Nehru street marchéNehru street marché
Nehru street marché, Pondichéry
Écrit par Frédéric Landy
Publié le 5 mai 2020, mis à jour le 19 décembre 2023

Confinement prolongé jusqu’au 18 mai,  Lepetitjournail.com a décidé de donner la parole aux Français résidents qui le souhaitent. Aujourd’hui, c’est Frédéric Landy,  Directeur de l'Institut Français de Pondichéry, qui nous partage son expérience avec philosophie.

 

C’est l’histoire d’un type qui court sur un matelas dans sa salle de séjour, histoire de remplacer le jogging ; d’un type qui a rempli des bouteilles d’eau de deux litres pour s’en faire des haltères ; qui au petit matin parcourt deux fois Mission Street aller et retour sur son vélo indien pourri, dont il a enclenché la dynamo pour devoir produire un peu plus d’effort. C’est l’histoire d’un expatrié français à Pondichéry, qui se débrouille comme il peut mais qui a juré de ne pas se plaindre depuis que la boulangerie de Bussy Street est rouverte tous les matins (bien qu’il faille toujours commander la veille sur un groupe WhatsApp). Et puis, assez de nombrilisme : comment se lamenter alors qu’il y a tellement de vraies tragédies dans l’Inde ces temps-ci – encore plus que d’habitude… ?

 

confiné pondichéry sport

 

 

Qui aurait pu me dire il y a trois mois que j’aurais hâte que mon contrat se finisse ?

□ □ □ □

## [À faire]
1. Reprenez sous forme de liste le paragraphe du témoignage sur le confinement à Pondichéry qui commence par « C'est l'histoire d'un type », en gardant l'essentiel des faits.
2. Poursuivez le témoignage sur le confinement à Pondichéry à partir de sa dernière phrase.

□ □ □ □

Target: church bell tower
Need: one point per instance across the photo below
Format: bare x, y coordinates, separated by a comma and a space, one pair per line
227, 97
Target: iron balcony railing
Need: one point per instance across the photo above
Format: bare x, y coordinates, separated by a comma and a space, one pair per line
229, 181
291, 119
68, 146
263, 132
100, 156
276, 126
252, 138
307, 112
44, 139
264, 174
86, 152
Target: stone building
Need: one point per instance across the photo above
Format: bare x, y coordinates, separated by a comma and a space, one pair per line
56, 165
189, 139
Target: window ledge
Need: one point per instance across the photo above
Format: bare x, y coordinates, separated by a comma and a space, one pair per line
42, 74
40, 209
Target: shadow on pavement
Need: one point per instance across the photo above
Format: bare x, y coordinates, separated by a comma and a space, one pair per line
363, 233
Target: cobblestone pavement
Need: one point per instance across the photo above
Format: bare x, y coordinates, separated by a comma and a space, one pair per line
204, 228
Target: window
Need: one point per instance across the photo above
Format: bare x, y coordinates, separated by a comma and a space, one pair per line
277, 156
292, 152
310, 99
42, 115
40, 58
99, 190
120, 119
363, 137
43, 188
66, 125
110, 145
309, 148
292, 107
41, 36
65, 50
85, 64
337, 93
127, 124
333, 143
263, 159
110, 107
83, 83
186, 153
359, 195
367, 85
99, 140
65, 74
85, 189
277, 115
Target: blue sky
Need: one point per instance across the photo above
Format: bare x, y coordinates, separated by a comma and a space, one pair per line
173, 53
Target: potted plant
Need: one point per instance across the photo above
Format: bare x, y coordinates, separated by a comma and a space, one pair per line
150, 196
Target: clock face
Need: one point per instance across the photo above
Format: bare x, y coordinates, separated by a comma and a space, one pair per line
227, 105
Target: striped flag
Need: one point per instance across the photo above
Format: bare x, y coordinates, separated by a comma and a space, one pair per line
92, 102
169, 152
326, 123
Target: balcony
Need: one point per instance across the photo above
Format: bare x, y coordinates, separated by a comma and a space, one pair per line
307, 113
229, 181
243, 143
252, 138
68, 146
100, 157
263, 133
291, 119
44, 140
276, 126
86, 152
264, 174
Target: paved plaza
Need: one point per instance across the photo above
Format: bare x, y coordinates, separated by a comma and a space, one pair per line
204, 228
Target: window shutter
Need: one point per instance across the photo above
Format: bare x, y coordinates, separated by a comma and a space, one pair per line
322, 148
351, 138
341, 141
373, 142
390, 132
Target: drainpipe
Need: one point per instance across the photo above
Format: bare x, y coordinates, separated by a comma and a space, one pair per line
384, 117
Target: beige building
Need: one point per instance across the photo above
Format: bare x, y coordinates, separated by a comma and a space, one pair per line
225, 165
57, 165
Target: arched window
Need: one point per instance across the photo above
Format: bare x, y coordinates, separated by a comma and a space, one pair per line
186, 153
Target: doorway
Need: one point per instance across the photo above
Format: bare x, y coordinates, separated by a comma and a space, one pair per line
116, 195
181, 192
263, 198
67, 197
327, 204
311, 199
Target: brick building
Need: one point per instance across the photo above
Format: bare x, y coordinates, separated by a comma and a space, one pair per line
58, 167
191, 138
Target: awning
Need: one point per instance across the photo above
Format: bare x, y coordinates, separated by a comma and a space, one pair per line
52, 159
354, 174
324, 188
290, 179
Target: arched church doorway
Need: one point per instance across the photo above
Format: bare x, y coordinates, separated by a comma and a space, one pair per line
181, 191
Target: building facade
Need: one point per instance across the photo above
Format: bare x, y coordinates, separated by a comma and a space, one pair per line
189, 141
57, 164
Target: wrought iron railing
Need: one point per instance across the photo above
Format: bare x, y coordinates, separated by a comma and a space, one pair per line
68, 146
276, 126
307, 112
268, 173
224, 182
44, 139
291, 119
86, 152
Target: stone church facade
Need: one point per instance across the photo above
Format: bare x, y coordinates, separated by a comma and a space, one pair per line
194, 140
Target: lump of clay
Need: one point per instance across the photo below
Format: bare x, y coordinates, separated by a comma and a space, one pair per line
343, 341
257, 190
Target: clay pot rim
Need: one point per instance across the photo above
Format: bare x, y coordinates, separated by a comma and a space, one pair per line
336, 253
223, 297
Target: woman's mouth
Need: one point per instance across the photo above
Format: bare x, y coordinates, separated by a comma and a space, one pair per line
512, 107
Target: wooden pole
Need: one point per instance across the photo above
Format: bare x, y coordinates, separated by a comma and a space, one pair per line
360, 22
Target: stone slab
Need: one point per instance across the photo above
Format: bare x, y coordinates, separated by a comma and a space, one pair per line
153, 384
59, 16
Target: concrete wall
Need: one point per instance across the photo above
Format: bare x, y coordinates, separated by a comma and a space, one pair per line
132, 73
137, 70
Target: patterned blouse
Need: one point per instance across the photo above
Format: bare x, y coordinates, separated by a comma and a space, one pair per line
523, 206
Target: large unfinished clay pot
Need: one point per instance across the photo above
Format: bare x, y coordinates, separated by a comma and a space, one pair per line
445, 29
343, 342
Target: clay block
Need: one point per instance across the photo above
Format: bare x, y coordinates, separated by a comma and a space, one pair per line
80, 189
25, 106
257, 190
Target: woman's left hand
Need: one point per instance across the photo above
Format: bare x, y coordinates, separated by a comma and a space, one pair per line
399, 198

□ □ □ □

## [Réponses]
1.
- Pour remplacer le jogging, il court sur un matelas dans sa salle de séjour.
- Il s'est fabriqué des haltères avec des bouteilles d'eau de deux litres.
- Au petit matin, il fait deux fois l'aller-retour de Mission Street sur son vieux vélo indien, dynamo enclenchée pour fournir un peu plus d'effort.
- Expatrié français à Pondichéry, il se débrouille comme il peut. Il a juré de ne pas se plaindre depuis que la boulangerie de Bussy Street rouvre tous les matins, même s'il faut toujours commander la veille sur un groupe WhatsApp.
- Il refuse de se lamenter, car l'Inde connaît en ce moment beaucoup de vraies tragédies, encore plus que d'habitude.

2.
Je me sentais tellement heureux ici… Professeur de géographie à l’université de Paris Nanterre, je suis actuellement détaché comme directeur de l’Institut Français de Pondichéry (IFP), un centre de recherche qui traite aussi bien d’écologie (fichues chauves-souris !) que de sciences sociales (pauvres travailleurs du secteur informel…), sans parler des recherches sur notre belle collection de manuscrits sanscrits ou tamouls (avec des recettes de médicaments traditionnels, cela pourrait être utile actuellement…). Diriger ce personnel franco-indien est fantastique, passionnant ! Et puis avouons-le, aller au bureau en vélo et faire du surf le week-end n’avait rien de désagréable.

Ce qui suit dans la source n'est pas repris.